**MATERIAL TO PROCESS:**
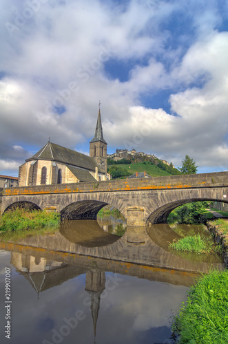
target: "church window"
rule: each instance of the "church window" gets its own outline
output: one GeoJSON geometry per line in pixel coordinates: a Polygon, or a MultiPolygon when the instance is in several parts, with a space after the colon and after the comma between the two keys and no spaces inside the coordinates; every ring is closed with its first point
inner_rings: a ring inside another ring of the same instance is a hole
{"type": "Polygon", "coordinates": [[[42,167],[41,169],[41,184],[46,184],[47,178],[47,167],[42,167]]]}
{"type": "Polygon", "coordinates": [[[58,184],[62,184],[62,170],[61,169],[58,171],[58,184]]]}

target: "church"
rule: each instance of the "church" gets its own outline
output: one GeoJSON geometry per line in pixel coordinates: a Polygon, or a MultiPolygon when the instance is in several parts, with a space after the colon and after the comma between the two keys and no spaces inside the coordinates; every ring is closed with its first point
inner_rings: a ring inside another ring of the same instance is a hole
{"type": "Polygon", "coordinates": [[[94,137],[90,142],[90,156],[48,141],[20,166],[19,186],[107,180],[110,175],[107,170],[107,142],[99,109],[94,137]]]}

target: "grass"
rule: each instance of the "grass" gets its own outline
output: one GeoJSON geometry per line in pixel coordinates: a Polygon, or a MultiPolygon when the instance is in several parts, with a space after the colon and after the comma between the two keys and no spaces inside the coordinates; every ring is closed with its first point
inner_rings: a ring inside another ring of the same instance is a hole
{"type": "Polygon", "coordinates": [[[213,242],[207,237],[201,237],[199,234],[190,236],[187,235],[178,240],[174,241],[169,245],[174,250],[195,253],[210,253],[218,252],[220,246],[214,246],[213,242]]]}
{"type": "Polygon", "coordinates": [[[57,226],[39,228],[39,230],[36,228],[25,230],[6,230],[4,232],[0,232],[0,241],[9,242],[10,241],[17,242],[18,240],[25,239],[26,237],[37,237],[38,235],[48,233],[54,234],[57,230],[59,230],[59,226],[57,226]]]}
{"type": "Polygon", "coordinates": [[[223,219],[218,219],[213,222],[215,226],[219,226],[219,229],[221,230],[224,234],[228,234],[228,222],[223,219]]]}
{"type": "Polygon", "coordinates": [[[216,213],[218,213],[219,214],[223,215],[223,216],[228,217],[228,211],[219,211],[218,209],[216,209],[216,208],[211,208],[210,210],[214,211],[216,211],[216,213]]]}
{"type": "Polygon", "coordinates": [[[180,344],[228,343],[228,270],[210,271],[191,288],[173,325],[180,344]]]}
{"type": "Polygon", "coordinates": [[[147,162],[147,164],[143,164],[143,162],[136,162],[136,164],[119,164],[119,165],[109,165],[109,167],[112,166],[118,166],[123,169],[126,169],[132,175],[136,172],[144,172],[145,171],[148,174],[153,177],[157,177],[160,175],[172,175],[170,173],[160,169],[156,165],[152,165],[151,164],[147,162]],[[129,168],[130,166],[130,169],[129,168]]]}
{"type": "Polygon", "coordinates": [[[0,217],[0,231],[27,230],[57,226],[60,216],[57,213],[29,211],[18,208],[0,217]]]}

**REQUIRED WORK:**
Apart from the pictures, the entries above are to be repeated in full and exactly.

**ANSWER FOR THE TASK:**
target: "church window"
rule: each instance of the "church window" gets its own outline
output: one GeoJSON geometry per line in pixel coordinates: a Polygon, or a MultiPolygon when the instance is in several parts, with a space after the colon and after the comma between the two keys and no spaces inside the coordinates; every ring is closed with its first point
inner_rings: a ring inside another ring of the same instance is a hole
{"type": "Polygon", "coordinates": [[[42,167],[41,169],[41,184],[46,184],[47,178],[47,167],[42,167]]]}
{"type": "Polygon", "coordinates": [[[58,184],[62,184],[62,170],[61,169],[58,171],[58,184]]]}

target: "church"
rule: each instance of the "church" gets its own outline
output: one GeoJSON geometry per line in pixel coordinates: a Polygon, or a MultiPolygon when the instance is in several parts, with a space after the colon and after the comma between the two keys and no spaces inside the coordinates; every ring is closed with its first point
inner_rings: a ring inside another ring of the same instance is a hole
{"type": "Polygon", "coordinates": [[[94,137],[90,142],[90,156],[48,141],[20,166],[19,186],[107,180],[110,175],[107,170],[107,142],[99,109],[94,137]]]}

target: "grass"
rule: each instance of the "grass" gets its own outline
output: one GeoJSON geometry per line in pixel coordinates: a Polygon, or a MultiPolygon when the instance is in several parts, with a space after the colon and after the comma between the two keys and no spaces inside the coordinates; every ring is closed with its first point
inner_rings: a ring inside another ring of the same instance is a hole
{"type": "Polygon", "coordinates": [[[213,242],[207,237],[201,237],[199,234],[190,236],[187,235],[178,240],[174,241],[169,245],[174,250],[195,253],[210,253],[218,252],[220,246],[214,246],[213,242]]]}
{"type": "Polygon", "coordinates": [[[57,226],[39,228],[39,230],[36,228],[25,230],[6,230],[4,232],[0,232],[0,241],[9,242],[10,241],[17,242],[18,240],[25,239],[26,237],[37,237],[38,235],[48,233],[54,234],[57,230],[59,230],[59,226],[57,226]]]}
{"type": "Polygon", "coordinates": [[[223,219],[218,219],[213,222],[215,226],[219,226],[219,229],[221,230],[224,234],[228,234],[228,222],[223,219]]]}
{"type": "Polygon", "coordinates": [[[216,213],[218,213],[219,214],[223,215],[223,216],[228,217],[228,211],[219,211],[218,209],[216,209],[216,208],[211,208],[210,210],[214,211],[216,211],[216,213]]]}
{"type": "Polygon", "coordinates": [[[180,344],[228,343],[228,270],[210,271],[191,288],[173,325],[180,344]]]}
{"type": "Polygon", "coordinates": [[[147,162],[147,164],[143,164],[143,162],[136,162],[136,164],[119,164],[119,165],[109,165],[109,167],[112,166],[118,166],[123,169],[126,169],[132,175],[136,172],[144,172],[145,171],[148,174],[153,177],[157,177],[160,175],[172,175],[170,173],[160,169],[156,165],[152,165],[151,164],[147,162]],[[129,168],[130,166],[130,169],[129,168]]]}
{"type": "Polygon", "coordinates": [[[0,217],[0,231],[27,230],[57,226],[60,216],[57,213],[29,211],[18,208],[0,217]]]}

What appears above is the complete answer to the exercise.